WORK TO COMPLETE:
1. Reproduce the whole CUDA forum post below character for character.
2. Select and copy every line of the entries below that contains the string "coat". Case counts.

SOURCE EXTRACT:
------------------------------------------------------------

CUDA_DEVICE_WAITS_ON_EXCEPTION renders the driver unusable if an exception happens

Todd_Allen · July 7, 2016, 8:43pm

This happens with L4T R24.1 64-bit. I’m including an example of this problem:

#include <stdio.h>

__global__ void VecInc(float*  vec,
                       int     N)
{
   int i = blockDim.x * blockIdx.x + threadIdx.x;
   if (i < N) {
      vec[i] = vec[i] + 1.0;
   }
}

#define blockCount   256
#define numBlocks   5000

int main(int argc, char** argv)
{
   // Arays are only size blockCount.
   float*  h_vec;
   cudaHostAlloc((void**)&h_vec, blockCount * sizeof(float),
                 cudaHostAllocPortable | cudaHostAllocWriteCombined);
   float*  d_vec;
   cudaMalloc((void**)&d_vec, blockCount * sizeof(float));
   cudaMemcpy(d_vec, h_vec, blockCount * sizeof(float), cudaMemcpyHostToDevice);

   // Claim that arrays have numBlocks * blockCount elements.  Gonna be ugly.

------------------------------------------------------------

GIVEN RECORDS:
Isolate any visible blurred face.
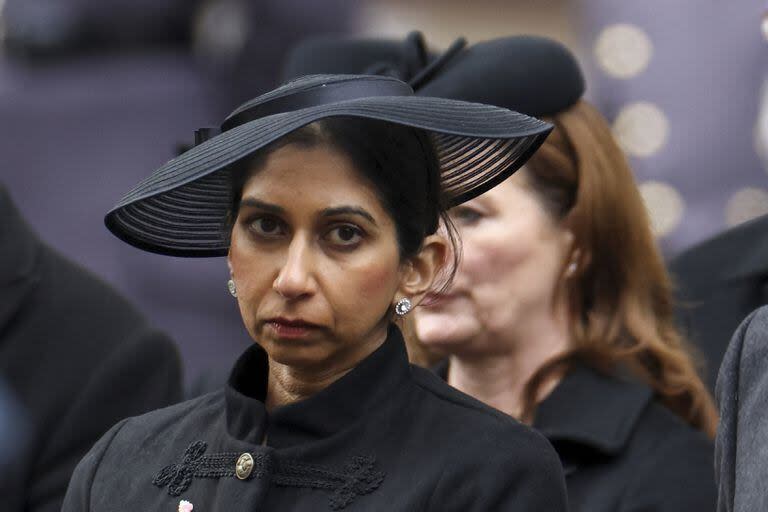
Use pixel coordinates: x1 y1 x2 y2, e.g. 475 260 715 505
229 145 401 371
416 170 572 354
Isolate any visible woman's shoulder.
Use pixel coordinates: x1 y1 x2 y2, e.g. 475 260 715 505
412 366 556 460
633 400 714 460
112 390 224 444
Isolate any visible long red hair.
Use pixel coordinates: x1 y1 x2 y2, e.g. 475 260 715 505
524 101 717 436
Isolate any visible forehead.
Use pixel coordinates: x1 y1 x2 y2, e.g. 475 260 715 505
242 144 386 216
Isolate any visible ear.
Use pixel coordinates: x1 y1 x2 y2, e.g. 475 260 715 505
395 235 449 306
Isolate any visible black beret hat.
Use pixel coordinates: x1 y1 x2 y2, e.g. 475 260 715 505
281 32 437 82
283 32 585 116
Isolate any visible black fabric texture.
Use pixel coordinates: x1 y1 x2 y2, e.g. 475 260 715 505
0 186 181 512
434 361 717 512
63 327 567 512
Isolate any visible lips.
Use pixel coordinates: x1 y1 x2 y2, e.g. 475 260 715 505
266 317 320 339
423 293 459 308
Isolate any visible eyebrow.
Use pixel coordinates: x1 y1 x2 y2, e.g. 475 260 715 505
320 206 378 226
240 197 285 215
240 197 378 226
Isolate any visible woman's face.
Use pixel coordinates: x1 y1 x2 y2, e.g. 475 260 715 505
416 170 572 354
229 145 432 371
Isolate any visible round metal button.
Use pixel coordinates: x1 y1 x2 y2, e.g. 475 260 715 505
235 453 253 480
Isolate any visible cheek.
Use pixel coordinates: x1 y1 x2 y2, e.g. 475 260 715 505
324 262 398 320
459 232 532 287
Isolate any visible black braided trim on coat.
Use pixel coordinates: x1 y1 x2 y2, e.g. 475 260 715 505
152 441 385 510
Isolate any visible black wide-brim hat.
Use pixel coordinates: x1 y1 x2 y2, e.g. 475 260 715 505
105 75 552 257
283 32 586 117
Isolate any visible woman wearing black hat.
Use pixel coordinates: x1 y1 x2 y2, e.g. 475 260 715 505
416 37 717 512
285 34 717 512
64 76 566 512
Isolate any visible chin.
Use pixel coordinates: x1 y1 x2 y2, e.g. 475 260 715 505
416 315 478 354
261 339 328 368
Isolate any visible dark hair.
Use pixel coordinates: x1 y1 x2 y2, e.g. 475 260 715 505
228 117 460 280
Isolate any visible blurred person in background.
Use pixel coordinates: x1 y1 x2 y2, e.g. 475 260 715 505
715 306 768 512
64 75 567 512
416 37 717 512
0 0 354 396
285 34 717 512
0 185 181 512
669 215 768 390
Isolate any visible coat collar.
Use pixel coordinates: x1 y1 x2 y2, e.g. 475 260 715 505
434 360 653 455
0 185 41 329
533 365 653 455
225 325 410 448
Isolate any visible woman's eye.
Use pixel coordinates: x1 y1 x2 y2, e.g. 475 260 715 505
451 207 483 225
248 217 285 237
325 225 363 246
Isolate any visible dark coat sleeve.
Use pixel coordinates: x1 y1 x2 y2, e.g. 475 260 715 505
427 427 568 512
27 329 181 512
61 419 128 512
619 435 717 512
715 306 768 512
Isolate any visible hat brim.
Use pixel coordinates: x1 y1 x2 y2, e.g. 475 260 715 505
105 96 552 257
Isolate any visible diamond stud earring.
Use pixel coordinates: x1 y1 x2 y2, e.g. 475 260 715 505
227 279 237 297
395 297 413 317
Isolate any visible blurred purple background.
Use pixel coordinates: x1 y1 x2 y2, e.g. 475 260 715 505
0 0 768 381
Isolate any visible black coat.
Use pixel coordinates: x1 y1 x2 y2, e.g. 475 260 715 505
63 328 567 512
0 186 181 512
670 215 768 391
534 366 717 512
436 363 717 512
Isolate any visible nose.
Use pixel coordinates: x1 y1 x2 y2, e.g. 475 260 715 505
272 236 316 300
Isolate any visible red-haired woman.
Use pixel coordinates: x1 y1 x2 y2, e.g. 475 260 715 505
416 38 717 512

------------------------------------------------------------

SOLUTIONS IN ORDER:
1.
CUDA_DEVICE_WAITS_ON_EXCEPTION renders the driver unusable if an exception happens

Todd_Allen · July 7, 2016, 8:43pm

This happens with L4T R24.1 64-bit. I’m including an example of this problem:

#include <stdio.h>

__global__ void VecInc(float*  vec,
                       int     N)
{
   int i = blockDim.x * blockIdx.x + threadIdx.x;
   if (i < N) {
      vec[i] = vec[i] + 1.0;
   }
}

#define blockCount   256
#define numBlocks   5000

int main(int argc, char** argv)
{
   // Arays are only size blockCount.
   float*  h_vec;
   cudaHostAlloc((void**)&h_vec, blockCount * sizeof(float),
                 cudaHostAllocPortable | cudaHostAllocWriteCombined);
   float*  d_vec;
   cudaMalloc((void**)&d_vec, blockCount * sizeof(float));
   cudaMemcpy(d_vec, h_vec, blockCount * sizeof(float), cudaMemcpyHostToDevice);

   // Claim that arrays have numBlocks * blockCount elements.  Gonna be ugly.

2.
Isolate any visible black braided trim on coat.
Isolate any visible coat collar.
Isolate any visible dark coat sleeve.
Isolate any visible black coat.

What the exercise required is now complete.